### Text

Putting the Vania in Metroidvania 

Castlevania: Symphony of the Night was the next major departure of the series and the blueprint of what the 2D side of the series has followed since. It borrowed the exploration, shops, item collection, upgrades, and a similar RPG leveling system from Simon's Quest, and added to it elements borrowed from Super Metroid, like the map and level/world design. The popular term for this exploration style gameplay is Metroidvania, on account of both Super Metroid and Symphony of the Night being excellent games featuring similar gameplay. And coupled with this style was the great Castlevania atmosphere, monster slaying, wonderful music, and epic bosses.


So, what does it mean to be Castlevania? With the games like the original, III, and IV being defining games of the series, challenging and satisfying gameplay is obvious. Symphony of the Night and to a lesser extent Simon's Quest, suggest that exploration, item management, and having a RPG leveling system are also important. And obviously the setting would ideally be consistent with that of medieval-fantasy.

The 3D games haven't necessarily been bad as far as games go, but as far as Castlevania games go, something is always off. The recent Lords of Shadow for instance, is an example of a decent game. However, it feels less like Castlevania and more like God of War. It has boss battles that could be described as epic, like the few that you must climb on top of a find weak spots similarly to Shadow of the Colossus. The problem with both of these characteristics is, that it simply doesn't play as well as the games it tries to emulate. Something always seems to get lost in translation with Castlevania's transition into 3D, and Lords of Shadow is just the most recent culprit.

### Problem 1
According to the Castlevania essay, which things did Symphony of the Night borrow from Simon's Quest? List each one.
### Problem 2
Extend the Castlevania essay by writing what comes after its final sentence.
The rows that come next have nothing to do with any of this.

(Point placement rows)

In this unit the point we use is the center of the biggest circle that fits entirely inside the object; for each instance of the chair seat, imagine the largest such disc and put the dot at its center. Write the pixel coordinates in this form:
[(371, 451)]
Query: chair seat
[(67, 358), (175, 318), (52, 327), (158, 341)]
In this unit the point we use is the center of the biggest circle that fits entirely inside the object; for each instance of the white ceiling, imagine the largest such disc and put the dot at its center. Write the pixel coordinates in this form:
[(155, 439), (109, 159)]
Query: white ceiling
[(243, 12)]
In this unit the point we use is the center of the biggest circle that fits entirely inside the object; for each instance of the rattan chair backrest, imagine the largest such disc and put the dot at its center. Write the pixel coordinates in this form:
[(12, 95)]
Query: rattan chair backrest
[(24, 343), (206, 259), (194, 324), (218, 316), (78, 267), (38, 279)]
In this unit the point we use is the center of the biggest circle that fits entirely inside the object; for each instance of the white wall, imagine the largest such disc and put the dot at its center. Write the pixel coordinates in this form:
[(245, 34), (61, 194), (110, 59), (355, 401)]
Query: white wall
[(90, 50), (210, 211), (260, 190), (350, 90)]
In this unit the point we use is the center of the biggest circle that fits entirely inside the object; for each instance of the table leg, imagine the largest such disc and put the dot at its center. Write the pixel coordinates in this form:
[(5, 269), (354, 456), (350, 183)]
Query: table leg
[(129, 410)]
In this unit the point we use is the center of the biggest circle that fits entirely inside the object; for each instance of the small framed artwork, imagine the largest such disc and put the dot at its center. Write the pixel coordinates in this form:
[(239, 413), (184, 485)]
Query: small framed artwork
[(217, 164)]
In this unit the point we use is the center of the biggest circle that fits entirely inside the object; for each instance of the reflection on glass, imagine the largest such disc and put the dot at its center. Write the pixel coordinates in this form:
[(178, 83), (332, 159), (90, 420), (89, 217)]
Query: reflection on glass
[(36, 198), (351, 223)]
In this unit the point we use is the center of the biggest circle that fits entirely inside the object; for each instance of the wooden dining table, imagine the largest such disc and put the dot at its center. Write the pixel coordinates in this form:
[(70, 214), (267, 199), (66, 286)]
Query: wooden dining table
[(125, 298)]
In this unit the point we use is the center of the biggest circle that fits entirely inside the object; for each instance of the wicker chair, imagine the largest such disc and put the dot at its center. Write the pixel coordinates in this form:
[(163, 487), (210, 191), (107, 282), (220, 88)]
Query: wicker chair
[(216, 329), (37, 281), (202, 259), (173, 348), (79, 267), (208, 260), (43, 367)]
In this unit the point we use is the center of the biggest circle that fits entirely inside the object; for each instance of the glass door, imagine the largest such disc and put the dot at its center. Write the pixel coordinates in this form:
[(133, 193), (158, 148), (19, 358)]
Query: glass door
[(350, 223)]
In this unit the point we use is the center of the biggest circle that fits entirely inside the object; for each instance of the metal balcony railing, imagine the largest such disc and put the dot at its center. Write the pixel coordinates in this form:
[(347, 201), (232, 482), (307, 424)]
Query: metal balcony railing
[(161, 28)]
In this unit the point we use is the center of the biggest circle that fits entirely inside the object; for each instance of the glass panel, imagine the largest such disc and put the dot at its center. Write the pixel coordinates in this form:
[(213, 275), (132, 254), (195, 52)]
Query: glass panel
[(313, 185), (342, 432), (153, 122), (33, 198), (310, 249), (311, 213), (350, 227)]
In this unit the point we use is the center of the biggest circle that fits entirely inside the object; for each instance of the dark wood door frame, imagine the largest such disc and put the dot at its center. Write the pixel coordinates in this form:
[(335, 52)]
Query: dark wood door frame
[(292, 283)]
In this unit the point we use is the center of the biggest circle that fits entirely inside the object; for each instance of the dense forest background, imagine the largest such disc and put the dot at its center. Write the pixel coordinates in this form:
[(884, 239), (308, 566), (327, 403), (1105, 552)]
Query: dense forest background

### Task output 1
Exploration, shops, item collection, upgrades, and a similar RPG leveling system.

### Task output 2
It may seem like it'll never happen, like "the one" will never be released, but I have something to share with you. It's already here. 

    
Wait... You don't see it? It practically screams Castle's Souls! 

And it's been here since 2009 and it even has a spiritual successor that will be released later this year.

My friends look no further than Demon's Souls for your 3D Castlevania fix. Actually you probably should, because Dark Souls comes out in a few months as well.

Now I know you're probably thinking, "What does Demon's Souls have to do with anything? It's not even a Castlevania game, and it doesn't even have Dracula or his castle". I'd be inclined to agree with you on those points, but those points alone.

I'll ease you into it.

Medieval-Fantasy Setting 

This is probably the most obvious similarity between both games. Both series' cast you as warriors that use weapons like swords or magic spells. Both are rooted in more Western Mythology, but neither series finds themselves restricted to those confines. Both have magic systems, and both dip into Holy magic while also having some traditional magic. In Castlevania III there is a character that utilizes magic. In most Castlevania games there are magic weapons such as holy water and holy crosses. Demon's Souls feels like it evolved what Castlevania had with its own use of miracles that were separate from the more traditional "magic" spells like a fireball spell.

Epic Music

It's more of a subtle choice, but important all the same. It's not necessarily as memorable or catchy as Castlevania's classic tunes, but it certainly feels appropriately epic and haunting, which leads me to my next point.

Haunting, Dark, and Chilling Atmosphere

In the 8-bit and even 16-bit days Castlevania was all about atmosphere. Actually 2D Castlevania has always been about atmosphere, and it is amazing that it could pull it off so well within the confines of two dimensions. One of Demon's Souls' biggest strengths is also its atmosphere. It features dungeons, dark, dank corridors, dirty mines, and the ambient noise just ramps up the immersion. The aforementioned music also plays its role at all the right moments. Even the gameplay adds to the atmosphere, but that'll be discussed later on. All of it adds up to make Demon's Souls one of the most atmospheric games of not only this generation, but of all time.

It's even got candles! No... You can't whip them...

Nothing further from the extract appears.